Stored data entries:
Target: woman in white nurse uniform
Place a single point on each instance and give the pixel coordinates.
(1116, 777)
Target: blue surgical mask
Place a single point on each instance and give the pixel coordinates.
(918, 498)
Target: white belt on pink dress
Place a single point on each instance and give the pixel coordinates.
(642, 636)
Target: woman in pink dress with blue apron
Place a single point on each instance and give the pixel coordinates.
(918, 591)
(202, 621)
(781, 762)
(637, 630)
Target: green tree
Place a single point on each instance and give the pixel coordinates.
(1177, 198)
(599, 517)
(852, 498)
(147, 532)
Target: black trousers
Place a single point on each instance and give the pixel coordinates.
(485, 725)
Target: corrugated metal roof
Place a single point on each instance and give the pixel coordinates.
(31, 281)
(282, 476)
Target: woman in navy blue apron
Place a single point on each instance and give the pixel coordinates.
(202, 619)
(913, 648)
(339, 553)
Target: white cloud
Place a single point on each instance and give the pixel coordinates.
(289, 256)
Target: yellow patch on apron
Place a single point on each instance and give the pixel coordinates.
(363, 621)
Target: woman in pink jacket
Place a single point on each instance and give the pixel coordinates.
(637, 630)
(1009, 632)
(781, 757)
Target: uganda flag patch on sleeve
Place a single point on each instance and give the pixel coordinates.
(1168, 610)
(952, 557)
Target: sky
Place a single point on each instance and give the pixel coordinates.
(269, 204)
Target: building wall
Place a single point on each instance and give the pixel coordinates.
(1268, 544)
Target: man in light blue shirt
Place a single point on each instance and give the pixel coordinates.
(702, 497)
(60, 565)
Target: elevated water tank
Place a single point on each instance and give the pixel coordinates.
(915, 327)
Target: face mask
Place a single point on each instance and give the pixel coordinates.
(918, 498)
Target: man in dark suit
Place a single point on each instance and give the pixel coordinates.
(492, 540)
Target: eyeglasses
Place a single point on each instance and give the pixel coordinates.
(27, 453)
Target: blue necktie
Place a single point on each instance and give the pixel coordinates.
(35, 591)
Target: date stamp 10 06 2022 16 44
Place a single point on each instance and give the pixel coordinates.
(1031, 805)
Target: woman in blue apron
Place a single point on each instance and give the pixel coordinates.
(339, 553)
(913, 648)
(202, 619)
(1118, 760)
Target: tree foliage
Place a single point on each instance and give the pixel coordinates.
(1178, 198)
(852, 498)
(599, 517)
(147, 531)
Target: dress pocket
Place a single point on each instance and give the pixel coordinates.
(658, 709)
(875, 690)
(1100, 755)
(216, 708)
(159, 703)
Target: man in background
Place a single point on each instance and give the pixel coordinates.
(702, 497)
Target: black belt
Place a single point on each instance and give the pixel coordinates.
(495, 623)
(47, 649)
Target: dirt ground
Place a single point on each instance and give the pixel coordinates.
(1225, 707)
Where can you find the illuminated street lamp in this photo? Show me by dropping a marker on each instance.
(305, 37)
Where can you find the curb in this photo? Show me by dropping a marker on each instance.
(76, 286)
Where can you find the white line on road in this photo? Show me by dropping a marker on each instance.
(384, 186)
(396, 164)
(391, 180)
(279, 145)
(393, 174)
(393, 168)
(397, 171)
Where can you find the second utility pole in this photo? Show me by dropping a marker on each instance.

> [ASSIGNED TASK]: Only the lines from the start of the data to the line holding "Target: green tree" are wanted; return them exactly, both ends included.

> [EXPECTED ANSWER]:
Target: woman in white nurse uniform
Place a single point on each instance and give the pixel coordinates.
(1116, 777)
Target: blue surgical mask
Place a single point on each instance and give the pixel coordinates.
(918, 498)
Target: white belt on pink dress
Place a single point on each instance and give the pixel coordinates.
(642, 636)
Target: woman in pink dress with blue apron
Place a single point on each instance and give the pixel coordinates.
(918, 591)
(202, 621)
(781, 762)
(637, 630)
Target: green tree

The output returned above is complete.